* **TASK PROMPT**
Collect the lines of the entries where "wing" shows up.

*** EXERCISE MATERIALS

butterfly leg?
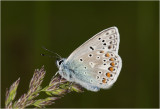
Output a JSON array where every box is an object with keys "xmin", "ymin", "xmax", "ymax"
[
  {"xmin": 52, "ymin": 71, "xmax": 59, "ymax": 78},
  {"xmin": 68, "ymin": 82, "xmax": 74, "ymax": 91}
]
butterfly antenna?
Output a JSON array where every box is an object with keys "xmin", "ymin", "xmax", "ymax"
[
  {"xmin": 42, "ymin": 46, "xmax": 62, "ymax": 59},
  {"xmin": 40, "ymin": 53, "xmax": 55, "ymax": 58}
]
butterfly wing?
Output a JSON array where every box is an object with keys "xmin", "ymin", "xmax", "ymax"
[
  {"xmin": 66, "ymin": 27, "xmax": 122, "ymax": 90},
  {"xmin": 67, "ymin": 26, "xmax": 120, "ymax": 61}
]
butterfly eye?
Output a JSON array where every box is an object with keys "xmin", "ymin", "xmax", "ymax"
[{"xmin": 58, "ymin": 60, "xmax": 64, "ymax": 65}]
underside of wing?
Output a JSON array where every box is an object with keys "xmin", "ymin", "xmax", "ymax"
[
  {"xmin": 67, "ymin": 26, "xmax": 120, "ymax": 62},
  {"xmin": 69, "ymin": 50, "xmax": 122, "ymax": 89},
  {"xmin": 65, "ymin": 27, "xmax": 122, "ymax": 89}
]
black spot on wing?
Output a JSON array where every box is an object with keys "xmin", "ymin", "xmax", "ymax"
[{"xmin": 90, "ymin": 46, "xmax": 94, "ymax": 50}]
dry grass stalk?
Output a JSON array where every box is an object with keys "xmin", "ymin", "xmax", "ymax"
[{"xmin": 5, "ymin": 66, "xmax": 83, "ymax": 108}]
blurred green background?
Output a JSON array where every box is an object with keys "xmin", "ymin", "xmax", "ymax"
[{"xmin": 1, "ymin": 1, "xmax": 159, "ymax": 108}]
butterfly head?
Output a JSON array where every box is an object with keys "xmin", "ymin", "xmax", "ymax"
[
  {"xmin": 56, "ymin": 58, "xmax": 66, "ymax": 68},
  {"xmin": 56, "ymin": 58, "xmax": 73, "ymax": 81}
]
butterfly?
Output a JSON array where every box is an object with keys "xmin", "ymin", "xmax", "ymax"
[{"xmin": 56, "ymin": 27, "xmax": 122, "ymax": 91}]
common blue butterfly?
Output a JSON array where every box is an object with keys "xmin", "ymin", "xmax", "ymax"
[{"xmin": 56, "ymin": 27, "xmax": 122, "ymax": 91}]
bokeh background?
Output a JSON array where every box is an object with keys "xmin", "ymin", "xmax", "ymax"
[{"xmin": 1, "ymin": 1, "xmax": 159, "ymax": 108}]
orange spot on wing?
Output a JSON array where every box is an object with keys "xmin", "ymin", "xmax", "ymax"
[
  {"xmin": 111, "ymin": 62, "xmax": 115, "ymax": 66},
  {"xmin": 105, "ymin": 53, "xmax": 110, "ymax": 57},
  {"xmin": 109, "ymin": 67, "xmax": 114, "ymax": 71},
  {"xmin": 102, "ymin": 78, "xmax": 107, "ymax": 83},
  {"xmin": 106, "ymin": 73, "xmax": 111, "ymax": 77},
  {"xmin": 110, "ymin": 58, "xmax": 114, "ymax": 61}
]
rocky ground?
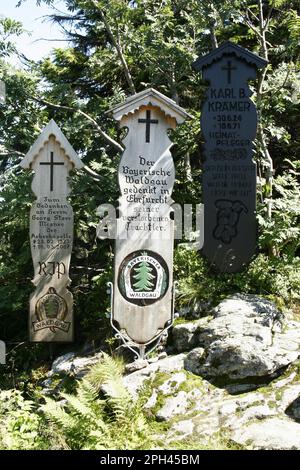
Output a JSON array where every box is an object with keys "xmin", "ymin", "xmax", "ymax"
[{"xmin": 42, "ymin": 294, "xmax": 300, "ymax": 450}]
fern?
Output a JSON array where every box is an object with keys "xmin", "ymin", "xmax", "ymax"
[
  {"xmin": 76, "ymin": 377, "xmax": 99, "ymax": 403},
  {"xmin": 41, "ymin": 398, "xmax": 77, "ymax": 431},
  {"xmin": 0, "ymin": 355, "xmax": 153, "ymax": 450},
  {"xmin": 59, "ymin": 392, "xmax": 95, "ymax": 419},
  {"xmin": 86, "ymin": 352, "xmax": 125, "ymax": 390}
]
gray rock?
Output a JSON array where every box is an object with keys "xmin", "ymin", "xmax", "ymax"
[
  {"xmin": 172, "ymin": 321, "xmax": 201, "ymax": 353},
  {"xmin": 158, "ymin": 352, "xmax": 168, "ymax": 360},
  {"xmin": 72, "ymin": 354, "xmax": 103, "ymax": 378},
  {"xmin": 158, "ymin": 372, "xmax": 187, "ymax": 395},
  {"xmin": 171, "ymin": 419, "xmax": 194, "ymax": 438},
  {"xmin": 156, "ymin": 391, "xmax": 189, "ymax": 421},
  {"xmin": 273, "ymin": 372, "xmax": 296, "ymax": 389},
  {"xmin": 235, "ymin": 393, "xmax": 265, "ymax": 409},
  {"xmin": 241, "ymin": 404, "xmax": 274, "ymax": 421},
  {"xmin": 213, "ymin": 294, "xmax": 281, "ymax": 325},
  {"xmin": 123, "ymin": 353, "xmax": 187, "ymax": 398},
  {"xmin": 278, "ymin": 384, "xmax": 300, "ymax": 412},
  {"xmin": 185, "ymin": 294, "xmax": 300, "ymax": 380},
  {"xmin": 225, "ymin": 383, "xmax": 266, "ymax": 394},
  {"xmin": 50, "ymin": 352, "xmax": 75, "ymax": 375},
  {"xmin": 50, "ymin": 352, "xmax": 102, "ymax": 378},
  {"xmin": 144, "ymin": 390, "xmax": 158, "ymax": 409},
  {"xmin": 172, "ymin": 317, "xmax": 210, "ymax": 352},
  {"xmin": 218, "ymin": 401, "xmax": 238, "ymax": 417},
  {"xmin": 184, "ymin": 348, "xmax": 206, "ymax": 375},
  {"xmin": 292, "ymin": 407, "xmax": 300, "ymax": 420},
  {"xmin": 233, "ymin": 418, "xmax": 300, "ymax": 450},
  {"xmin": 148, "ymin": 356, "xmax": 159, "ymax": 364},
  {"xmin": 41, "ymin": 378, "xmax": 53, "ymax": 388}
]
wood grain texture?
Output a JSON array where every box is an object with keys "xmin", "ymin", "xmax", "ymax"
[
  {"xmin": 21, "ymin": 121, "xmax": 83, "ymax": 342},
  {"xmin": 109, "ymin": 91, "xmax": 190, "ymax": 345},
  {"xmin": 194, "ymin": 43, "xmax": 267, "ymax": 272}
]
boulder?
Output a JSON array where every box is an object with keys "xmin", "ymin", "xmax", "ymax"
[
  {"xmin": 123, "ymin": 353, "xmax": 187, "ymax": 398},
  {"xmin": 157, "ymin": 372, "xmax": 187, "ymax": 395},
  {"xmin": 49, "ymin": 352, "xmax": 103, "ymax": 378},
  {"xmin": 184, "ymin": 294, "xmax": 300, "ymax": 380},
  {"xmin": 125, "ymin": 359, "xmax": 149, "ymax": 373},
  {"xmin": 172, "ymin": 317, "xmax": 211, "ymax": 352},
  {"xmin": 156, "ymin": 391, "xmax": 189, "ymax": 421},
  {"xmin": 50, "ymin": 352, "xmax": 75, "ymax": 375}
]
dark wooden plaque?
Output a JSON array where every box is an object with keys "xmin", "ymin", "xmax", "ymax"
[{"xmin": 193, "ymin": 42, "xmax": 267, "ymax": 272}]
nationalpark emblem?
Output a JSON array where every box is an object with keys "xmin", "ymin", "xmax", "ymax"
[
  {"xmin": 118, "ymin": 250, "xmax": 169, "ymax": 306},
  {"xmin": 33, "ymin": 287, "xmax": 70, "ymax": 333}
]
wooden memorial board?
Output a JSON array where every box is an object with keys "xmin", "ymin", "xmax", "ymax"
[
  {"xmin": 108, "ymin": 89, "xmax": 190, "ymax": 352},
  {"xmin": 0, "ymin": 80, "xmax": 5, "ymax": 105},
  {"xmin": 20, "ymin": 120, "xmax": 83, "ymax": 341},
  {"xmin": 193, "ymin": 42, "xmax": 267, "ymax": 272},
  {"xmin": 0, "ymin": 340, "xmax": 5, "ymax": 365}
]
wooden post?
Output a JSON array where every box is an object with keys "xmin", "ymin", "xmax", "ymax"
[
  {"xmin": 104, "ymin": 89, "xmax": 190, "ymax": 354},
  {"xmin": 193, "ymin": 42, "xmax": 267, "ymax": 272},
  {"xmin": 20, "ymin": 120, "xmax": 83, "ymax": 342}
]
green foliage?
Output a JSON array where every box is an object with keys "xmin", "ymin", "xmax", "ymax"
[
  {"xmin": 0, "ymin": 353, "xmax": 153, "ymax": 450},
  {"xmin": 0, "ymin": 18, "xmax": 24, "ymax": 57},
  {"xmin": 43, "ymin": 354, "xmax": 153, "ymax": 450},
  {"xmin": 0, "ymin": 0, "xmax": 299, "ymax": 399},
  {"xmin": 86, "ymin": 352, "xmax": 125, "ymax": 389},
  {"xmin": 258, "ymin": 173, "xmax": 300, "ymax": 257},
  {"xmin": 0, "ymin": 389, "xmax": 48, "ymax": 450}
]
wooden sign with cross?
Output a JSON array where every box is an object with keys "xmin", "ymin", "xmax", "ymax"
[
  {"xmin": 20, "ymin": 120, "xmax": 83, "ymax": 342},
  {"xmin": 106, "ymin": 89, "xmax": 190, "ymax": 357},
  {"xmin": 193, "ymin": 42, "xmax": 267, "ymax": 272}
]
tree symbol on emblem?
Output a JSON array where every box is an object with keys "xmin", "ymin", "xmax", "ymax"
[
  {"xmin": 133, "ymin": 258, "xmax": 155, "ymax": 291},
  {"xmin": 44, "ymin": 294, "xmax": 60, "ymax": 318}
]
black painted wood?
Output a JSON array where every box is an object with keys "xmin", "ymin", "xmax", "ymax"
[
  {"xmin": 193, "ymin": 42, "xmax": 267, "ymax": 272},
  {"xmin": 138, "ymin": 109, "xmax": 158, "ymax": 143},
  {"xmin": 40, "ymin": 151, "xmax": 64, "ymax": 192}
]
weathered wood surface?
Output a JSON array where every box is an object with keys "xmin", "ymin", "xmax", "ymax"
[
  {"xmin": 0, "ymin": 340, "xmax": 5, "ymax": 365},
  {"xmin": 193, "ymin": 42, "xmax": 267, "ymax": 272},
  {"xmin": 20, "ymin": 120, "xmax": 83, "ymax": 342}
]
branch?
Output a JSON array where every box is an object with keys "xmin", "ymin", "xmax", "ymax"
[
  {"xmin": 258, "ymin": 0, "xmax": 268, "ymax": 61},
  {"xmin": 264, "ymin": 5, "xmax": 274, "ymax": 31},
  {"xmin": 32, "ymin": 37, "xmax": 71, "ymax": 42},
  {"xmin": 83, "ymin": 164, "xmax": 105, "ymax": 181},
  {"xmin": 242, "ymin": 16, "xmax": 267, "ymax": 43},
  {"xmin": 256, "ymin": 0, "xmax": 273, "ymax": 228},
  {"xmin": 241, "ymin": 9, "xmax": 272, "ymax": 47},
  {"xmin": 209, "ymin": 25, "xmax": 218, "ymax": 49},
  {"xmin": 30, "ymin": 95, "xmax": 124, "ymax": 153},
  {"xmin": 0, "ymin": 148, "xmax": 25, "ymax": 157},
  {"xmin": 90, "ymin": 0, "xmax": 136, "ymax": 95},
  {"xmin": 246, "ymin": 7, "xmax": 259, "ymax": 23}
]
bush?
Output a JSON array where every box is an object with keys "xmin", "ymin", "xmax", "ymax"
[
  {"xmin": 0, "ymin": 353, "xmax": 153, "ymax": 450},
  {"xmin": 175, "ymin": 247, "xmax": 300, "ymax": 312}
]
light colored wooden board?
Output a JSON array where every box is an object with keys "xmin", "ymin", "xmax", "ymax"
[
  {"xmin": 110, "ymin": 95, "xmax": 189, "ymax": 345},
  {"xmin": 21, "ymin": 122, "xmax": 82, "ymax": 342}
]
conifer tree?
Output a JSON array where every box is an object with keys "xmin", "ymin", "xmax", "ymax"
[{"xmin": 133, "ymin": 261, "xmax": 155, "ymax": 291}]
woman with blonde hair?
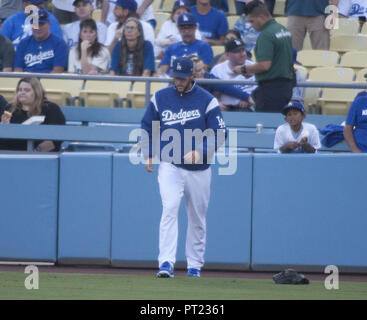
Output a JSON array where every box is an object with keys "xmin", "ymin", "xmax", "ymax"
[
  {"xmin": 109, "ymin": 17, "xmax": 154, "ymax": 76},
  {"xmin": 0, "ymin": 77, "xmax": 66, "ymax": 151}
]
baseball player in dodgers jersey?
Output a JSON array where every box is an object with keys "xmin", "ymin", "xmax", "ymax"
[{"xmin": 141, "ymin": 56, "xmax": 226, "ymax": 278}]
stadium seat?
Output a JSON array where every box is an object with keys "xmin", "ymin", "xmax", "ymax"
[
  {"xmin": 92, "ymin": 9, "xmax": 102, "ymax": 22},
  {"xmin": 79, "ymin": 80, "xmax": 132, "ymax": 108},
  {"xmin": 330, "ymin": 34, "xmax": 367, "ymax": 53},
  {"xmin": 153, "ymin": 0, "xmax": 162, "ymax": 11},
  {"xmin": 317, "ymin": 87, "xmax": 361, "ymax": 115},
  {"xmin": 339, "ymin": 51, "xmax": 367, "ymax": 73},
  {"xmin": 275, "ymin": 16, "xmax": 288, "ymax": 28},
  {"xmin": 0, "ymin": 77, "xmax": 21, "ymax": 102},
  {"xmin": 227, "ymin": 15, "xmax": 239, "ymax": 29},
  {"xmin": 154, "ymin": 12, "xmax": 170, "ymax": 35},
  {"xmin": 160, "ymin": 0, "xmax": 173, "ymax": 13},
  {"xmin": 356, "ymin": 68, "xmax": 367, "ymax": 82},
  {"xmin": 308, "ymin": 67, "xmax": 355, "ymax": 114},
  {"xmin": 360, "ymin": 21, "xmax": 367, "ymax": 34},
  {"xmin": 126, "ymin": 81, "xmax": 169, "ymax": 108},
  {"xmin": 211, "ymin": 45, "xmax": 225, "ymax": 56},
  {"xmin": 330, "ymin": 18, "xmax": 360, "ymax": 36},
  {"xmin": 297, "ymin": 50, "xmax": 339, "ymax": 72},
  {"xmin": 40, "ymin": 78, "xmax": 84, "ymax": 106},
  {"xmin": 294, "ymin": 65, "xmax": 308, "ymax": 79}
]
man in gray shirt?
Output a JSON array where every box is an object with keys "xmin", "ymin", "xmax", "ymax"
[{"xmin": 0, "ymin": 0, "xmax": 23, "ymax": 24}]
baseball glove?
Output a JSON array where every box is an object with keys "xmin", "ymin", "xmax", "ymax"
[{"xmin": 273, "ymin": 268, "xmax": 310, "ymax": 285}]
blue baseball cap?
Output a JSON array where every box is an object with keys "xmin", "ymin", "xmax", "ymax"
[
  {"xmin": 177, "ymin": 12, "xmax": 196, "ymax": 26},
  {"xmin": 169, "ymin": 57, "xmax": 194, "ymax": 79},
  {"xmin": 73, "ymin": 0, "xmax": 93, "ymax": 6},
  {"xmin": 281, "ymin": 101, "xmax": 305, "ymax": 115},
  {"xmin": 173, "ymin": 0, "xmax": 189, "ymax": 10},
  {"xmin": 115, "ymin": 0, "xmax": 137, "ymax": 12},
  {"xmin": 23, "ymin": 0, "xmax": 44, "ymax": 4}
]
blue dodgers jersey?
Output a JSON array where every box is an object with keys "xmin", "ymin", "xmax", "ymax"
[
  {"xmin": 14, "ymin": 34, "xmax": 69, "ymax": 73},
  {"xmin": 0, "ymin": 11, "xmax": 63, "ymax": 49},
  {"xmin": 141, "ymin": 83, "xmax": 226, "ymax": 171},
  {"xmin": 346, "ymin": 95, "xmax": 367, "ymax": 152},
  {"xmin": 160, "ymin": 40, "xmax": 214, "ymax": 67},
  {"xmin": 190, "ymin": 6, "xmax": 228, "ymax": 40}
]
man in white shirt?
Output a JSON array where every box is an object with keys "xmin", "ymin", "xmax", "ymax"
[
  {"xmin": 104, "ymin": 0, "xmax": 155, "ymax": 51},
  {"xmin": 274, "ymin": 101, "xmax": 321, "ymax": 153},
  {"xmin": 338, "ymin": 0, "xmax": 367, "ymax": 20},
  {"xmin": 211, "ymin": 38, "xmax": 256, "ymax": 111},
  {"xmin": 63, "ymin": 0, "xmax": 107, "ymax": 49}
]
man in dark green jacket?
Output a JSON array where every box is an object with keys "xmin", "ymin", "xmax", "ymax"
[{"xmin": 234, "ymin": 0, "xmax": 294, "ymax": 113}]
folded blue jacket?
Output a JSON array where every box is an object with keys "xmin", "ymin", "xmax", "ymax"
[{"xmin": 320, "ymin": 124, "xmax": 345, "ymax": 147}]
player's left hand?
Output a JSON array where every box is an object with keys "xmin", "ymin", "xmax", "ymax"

******

* **TASK SOLUTION**
butterfly wing?
underside of wing?
black spot on wing?
orange spot on wing?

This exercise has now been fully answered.